• **WHAT IS NEEDED**
Rewrite the data below with "even-odd" changed to "nonzero" everywhere and nothing else altered. Leave the pictures out of your answer.

(Outline records for named regions)
━━━━━━━━━━━━━━━━

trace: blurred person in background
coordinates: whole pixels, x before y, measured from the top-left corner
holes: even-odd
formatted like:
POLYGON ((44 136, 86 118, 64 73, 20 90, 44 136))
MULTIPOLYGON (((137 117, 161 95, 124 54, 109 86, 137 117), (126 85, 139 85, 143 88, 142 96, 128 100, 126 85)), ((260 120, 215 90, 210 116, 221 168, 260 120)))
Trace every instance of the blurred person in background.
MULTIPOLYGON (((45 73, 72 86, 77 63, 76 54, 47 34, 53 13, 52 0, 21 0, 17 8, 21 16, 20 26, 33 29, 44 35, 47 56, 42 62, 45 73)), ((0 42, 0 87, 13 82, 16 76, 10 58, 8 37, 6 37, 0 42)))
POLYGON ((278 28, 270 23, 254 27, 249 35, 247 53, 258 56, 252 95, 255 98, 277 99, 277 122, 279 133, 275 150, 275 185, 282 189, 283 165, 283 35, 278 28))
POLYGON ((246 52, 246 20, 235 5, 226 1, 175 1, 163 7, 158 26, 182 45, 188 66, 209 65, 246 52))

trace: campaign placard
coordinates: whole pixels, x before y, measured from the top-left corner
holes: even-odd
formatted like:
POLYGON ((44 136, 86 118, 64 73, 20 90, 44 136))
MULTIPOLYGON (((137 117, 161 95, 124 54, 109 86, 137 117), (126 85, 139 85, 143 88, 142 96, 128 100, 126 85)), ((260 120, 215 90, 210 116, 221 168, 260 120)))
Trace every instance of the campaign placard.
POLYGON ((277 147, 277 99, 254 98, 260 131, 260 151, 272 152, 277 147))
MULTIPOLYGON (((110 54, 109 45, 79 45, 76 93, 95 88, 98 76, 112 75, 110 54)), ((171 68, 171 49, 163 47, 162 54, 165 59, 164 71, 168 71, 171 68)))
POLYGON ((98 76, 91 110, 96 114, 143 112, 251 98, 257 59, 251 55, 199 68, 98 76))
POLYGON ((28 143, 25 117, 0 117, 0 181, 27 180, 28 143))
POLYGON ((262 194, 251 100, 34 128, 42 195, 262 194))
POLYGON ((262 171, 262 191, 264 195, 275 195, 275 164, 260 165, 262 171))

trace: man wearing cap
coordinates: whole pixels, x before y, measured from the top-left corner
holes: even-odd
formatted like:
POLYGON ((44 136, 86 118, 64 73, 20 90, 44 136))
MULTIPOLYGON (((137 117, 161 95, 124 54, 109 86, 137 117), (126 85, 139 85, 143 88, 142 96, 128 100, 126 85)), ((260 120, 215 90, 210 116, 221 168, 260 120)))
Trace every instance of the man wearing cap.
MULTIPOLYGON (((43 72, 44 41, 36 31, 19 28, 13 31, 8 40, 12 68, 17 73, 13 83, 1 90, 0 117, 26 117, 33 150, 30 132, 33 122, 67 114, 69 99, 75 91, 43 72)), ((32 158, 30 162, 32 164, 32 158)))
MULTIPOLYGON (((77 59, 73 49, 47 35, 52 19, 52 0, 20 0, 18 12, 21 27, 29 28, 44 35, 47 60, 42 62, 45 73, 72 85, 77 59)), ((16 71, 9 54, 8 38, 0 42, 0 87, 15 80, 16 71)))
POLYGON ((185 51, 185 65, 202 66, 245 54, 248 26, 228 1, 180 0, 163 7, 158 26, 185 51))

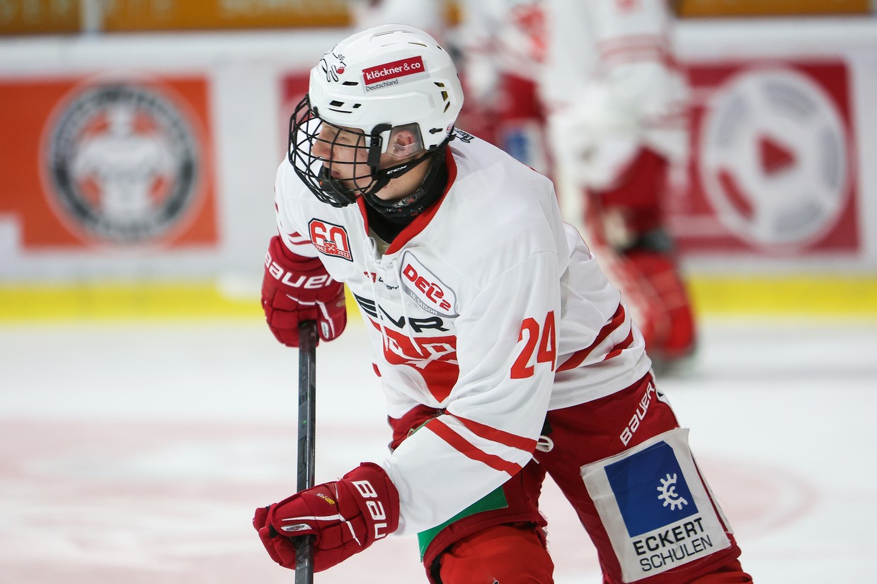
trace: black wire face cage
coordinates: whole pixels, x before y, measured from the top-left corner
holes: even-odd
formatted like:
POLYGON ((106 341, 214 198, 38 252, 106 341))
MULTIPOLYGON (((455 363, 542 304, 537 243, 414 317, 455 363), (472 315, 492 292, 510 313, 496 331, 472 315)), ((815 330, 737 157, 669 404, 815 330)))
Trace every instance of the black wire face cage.
POLYGON ((389 181, 378 172, 381 133, 389 129, 380 124, 367 136, 334 126, 319 118, 305 95, 289 118, 289 163, 318 200, 346 207, 389 181))
POLYGON ((289 163, 319 201, 332 207, 346 207, 361 196, 388 220, 404 222, 423 212, 441 194, 432 187, 440 179, 445 146, 453 135, 449 134, 440 144, 417 158, 380 168, 383 144, 381 134, 391 129, 389 123, 380 123, 366 134, 360 130, 339 128, 324 122, 305 95, 289 118, 289 163), (395 201, 375 196, 391 179, 424 161, 429 161, 430 167, 414 193, 395 201))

━━━━━━━━━━━━━━━━

• **TASK RESPONSE**
trace: blurred person in background
coordinates: whole pixels, x before y, measured from the top-left corner
holes: nonzero
formatted like:
POLYGON ((44 136, 86 118, 64 73, 20 90, 44 136))
MULTIPOLYGON (((137 117, 161 95, 124 54, 109 86, 137 117), (126 85, 139 85, 143 88, 142 96, 128 100, 126 85)), ((260 120, 215 90, 210 116, 221 168, 260 120)))
Trace every instance of the blurred person in background.
MULTIPOLYGON (((45 73, 72 86, 77 63, 76 54, 47 34, 53 13, 52 0, 21 0, 17 8, 21 16, 20 26, 33 29, 44 35, 47 56, 42 62, 45 73)), ((0 42, 0 87, 13 82, 16 76, 10 58, 8 37, 6 37, 0 42)))
POLYGON ((278 28, 270 23, 254 27, 249 35, 247 53, 258 56, 252 95, 255 98, 277 99, 277 122, 279 133, 275 150, 275 185, 282 189, 283 165, 283 35, 278 28))
POLYGON ((246 52, 246 20, 235 5, 226 1, 175 1, 163 7, 158 26, 182 45, 188 66, 209 65, 246 52))

trace: campaign placard
coordinates: whole pixels, x before y, measured from the top-left corner
holes: nonzero
formatted like:
POLYGON ((44 136, 86 118, 64 73, 20 90, 44 136))
MULTIPOLYGON (((137 117, 161 95, 124 54, 109 86, 137 117), (126 85, 139 85, 143 88, 142 96, 128 100, 126 85)), ((260 120, 215 90, 210 116, 221 168, 260 120)))
Trace every instance of the campaign placard.
POLYGON ((277 147, 277 99, 254 98, 260 131, 260 151, 272 152, 277 147))
MULTIPOLYGON (((110 54, 109 45, 79 45, 76 93, 95 88, 98 76, 112 75, 110 54)), ((171 68, 171 49, 163 47, 162 54, 165 59, 164 71, 168 71, 171 68)))
POLYGON ((98 76, 91 110, 96 114, 143 112, 251 98, 257 59, 251 55, 199 68, 98 76))
POLYGON ((28 143, 25 117, 0 117, 0 181, 27 180, 28 143))
POLYGON ((262 194, 251 100, 34 128, 42 195, 262 194))
POLYGON ((262 171, 262 191, 264 195, 275 195, 275 164, 260 165, 262 171))

trace: man wearing cap
coordinates: whole pixels, x before y, measured from the top-left corner
holes: nonzero
formatted like:
POLYGON ((44 136, 86 118, 64 73, 20 90, 44 136))
MULTIPOLYGON (((137 117, 161 95, 124 54, 109 86, 137 117), (126 85, 139 85, 143 88, 142 96, 128 100, 126 85)), ((260 120, 215 90, 210 116, 221 168, 260 120)))
Trace every instance of the man wearing cap.
MULTIPOLYGON (((43 72, 44 41, 36 31, 19 28, 13 31, 8 40, 12 68, 17 73, 13 83, 1 90, 0 117, 26 117, 33 150, 30 132, 33 122, 67 114, 69 99, 75 91, 43 72)), ((32 158, 30 162, 32 164, 32 158)))
MULTIPOLYGON (((77 59, 73 49, 47 35, 52 19, 52 0, 20 0, 18 12, 21 27, 29 28, 44 35, 47 60, 42 62, 45 73, 72 85, 77 59)), ((16 71, 9 54, 8 38, 0 42, 0 87, 15 80, 16 71)))
POLYGON ((185 51, 185 65, 202 66, 245 54, 248 26, 228 1, 180 0, 163 7, 158 26, 185 51))

trace: black wire face cage
coordinates: whole pixels, x before y, measured from the top-left corner
holes: nonzero
formatted like:
POLYGON ((106 341, 214 198, 38 252, 106 341))
MULTIPOLYGON (((455 363, 542 304, 537 243, 414 317, 455 363), (472 315, 492 292, 510 313, 496 331, 472 315)), ((815 330, 737 157, 669 404, 815 330)))
Trace every instance of the black wire face cage.
POLYGON ((389 181, 378 172, 381 133, 389 129, 380 124, 367 136, 334 126, 319 118, 305 95, 289 118, 289 163, 318 200, 346 207, 389 181))
POLYGON ((289 163, 319 201, 332 207, 346 207, 361 196, 388 220, 404 222, 423 212, 441 194, 432 187, 440 179, 445 146, 453 135, 449 134, 440 144, 417 158, 380 168, 383 144, 381 134, 391 129, 389 123, 380 123, 366 134, 360 130, 339 128, 324 122, 305 95, 289 118, 289 163), (395 201, 375 196, 391 179, 424 161, 429 161, 430 167, 414 193, 395 201))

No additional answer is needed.